(Records excerpted from a collection)
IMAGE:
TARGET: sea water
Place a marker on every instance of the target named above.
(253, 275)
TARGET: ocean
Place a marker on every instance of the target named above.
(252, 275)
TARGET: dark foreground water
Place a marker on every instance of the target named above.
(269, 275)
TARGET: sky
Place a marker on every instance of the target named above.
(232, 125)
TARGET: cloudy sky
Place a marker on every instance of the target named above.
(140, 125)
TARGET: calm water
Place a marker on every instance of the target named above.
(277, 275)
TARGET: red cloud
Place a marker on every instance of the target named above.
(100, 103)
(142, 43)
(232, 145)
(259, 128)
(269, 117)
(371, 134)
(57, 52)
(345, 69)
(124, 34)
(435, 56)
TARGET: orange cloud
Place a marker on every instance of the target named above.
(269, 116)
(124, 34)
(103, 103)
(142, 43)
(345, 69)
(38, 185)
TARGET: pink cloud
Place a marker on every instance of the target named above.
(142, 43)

==

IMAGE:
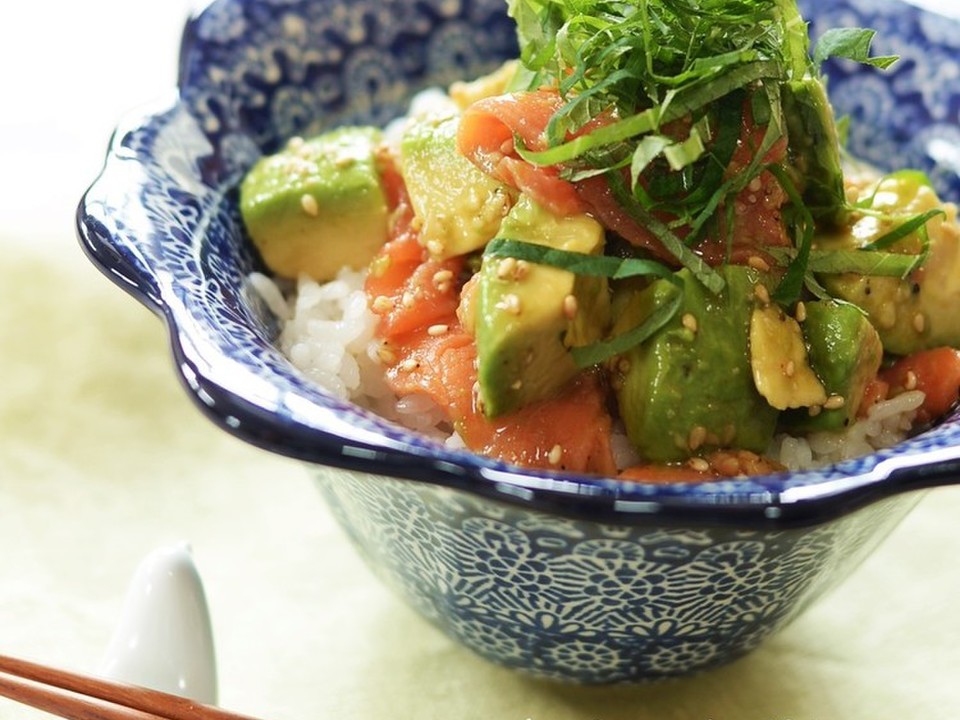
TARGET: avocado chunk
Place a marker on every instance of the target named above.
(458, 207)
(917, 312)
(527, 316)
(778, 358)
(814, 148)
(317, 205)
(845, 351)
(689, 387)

» **TRY IT**:
Please show, exactly as written, every line above that contains the word "water".

» **ANSWER FOR THIS EXERCISE**:
TARGET: sea water
TARGET: dark foreground water
TARGET: calm water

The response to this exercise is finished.